* _Учебный текст_:
- - -

Отмеченная нами петлеобразная форма «крючка» является одной из многих элементарных, нейтральных по своей основе неизобразительных форм, которые разбросаны по всей поверхности иконы. Возможно, эти многочисленные элементы: точки, капли, «галочки», «крючки», «волны», «зигзаги» – стоит рассматривать в качестве своеобразной «тренировки», «разбега» для кисти мастера. Конечно, они возникли как приемы, помогающие художнику преодолеть ограниченность и условность живописной техники. Но даже и в таком качестве они являются отражением индивидуальной работы мастера, будучи характерными элементами его почерка. И если мастер правой части чина не придавал им особого значения, то другой их «культивировал», выискивая все новые изобразительные возможности. Можно сказать, что они стали его индивидуальной особенностью. Поэтому его рисунок достаточно причудлив с массой декоративных включений, игрой линий и форм. Хотя он, конечно, не столь ярко индивидуален, как рисунок кремлевского Архангела или «Преображения» из Переславля-Залесского. В иконах правой части, что более типично для средневекового мастера, рисунок скорее нейтрален, облегчен, что характерно и для «Троицы», но особенно для икон Звенигородского чина.

- - -

* _Задание_:
Переведите на английский язык последнее предложение текста об иконописи: «В иконах правой части, что более типично для средневекового мастера, рисунок скорее нейтрален, облегчен, что характерно и для «Троицы», но особенно для икон Звенигородского чина».

* _Выборка данных_:
- - -

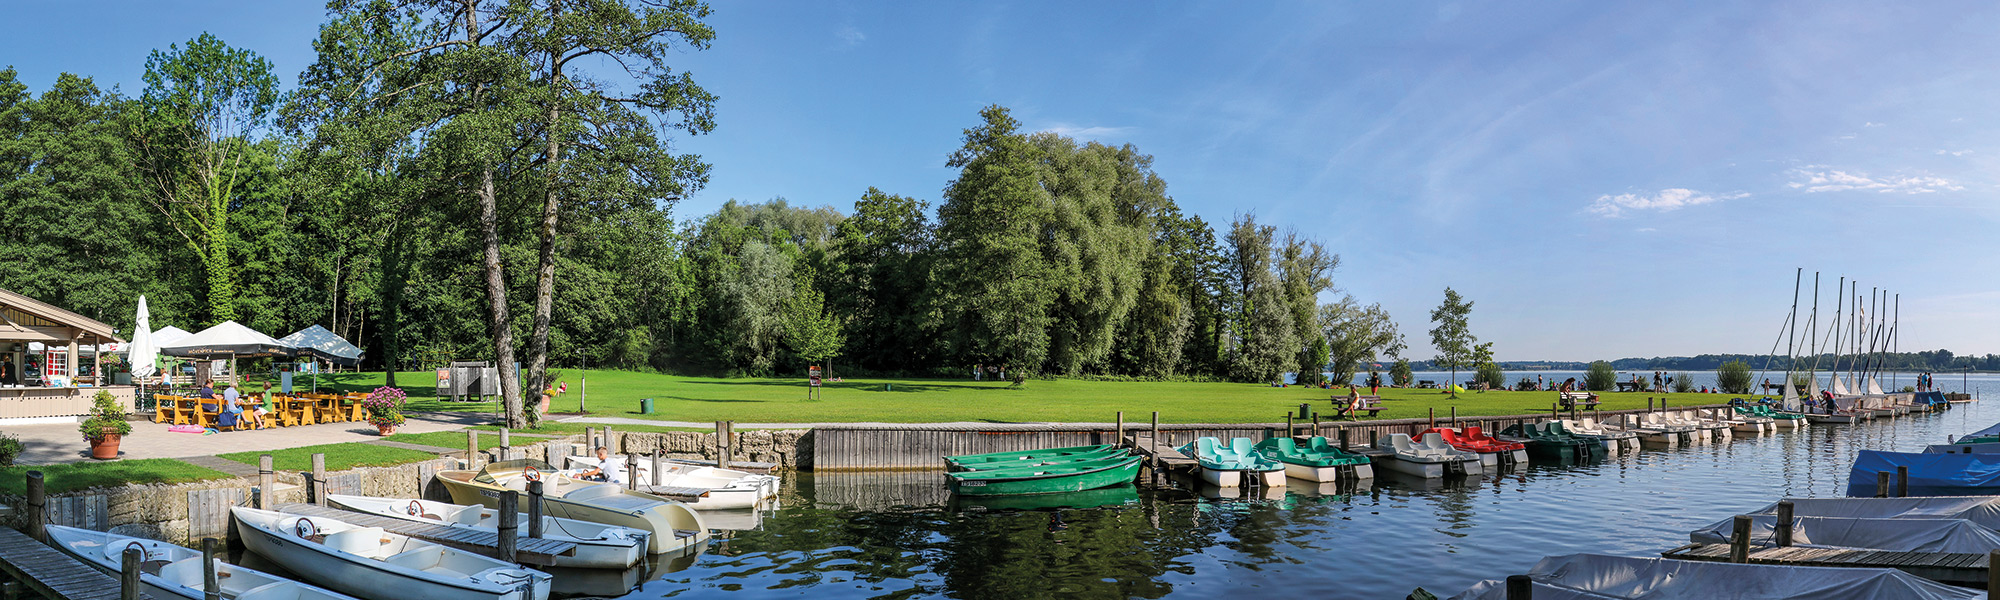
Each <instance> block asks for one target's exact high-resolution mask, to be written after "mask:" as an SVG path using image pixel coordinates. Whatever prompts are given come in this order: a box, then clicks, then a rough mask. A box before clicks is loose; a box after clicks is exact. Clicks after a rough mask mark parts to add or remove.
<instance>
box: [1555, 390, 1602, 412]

- - -

* _Выполненное задание_:
In the icons of the right part, which is more typical of a medieval master, the drawing is rather neutral and lightened, which is also characteristic of the "Trinity", but especially of the icons of the Zvenigorod tier.